• _EXTRAIT DE TEXTE_:
M. Najjar note que « le Liban était censé donner des informations à des commissions internationales chargées d’établir un état des lieux sur la torture », mais « il ne l’a jamais fait ». « Pire encore, les personnes déléguées par les organisations internationales, alors même qu’elles savent que la torture est pratiquée à divers échelons au Liban, n’ont jamais publié leur rapport », observe l’ancien ministre. Il est donc difficile au citoyen lambda de « démontrer l’existence de la torture dans toute sa diversité et toute son intensité ».

• _ENREGISTREMENTS FOURNIS_:
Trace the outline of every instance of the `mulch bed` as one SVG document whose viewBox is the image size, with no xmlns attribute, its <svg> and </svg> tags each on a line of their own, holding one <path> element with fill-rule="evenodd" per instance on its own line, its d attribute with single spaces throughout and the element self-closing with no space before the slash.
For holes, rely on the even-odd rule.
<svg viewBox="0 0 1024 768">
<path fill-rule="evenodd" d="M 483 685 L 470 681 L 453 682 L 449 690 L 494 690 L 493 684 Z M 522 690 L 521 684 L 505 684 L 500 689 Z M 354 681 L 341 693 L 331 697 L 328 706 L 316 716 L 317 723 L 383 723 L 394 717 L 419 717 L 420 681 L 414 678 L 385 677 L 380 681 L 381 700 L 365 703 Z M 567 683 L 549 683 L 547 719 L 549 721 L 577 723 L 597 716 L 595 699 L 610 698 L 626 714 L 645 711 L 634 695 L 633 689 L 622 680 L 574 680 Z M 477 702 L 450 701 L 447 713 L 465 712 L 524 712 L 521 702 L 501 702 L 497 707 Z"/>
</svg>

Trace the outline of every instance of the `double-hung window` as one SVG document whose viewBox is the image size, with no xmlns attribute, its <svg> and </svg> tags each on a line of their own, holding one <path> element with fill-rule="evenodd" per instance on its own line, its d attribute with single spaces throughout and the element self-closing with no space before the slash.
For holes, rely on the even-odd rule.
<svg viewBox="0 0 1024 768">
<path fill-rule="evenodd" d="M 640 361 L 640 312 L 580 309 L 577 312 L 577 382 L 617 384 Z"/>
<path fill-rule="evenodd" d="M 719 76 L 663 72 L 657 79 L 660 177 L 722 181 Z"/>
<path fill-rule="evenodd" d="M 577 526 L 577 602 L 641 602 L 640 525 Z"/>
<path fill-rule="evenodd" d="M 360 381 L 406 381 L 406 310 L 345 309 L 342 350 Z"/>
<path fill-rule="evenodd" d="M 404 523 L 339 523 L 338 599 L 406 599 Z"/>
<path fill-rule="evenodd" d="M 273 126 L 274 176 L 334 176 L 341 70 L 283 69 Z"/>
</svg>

• _EXERCICES À RÉSOUDRE_:
- 1) Dans l'extrait de texte, à qui le Liban était-il censé donner des informations sur la torture ?
- 2) D'après l'extrait de texte, pourquoi est-il difficile au citoyen lambda de « démontrer l'existence de la torture dans toute sa diversité et toute son intensité » ?

• _RÉPONSES PAR EXERCICE_:
- 1) À des commissions internationales chargées d'établir un état des lieux sur la torture.

- 2) Le Liban n'a jamais transmis aux commissions internationales les informations qu'il devait leur fournir. De plus, les personnes déléguées par les organisations internationales n'ont jamais publié leur rapport, alors même qu'elles savent que la torture est pratiquée à divers échelons au Liban.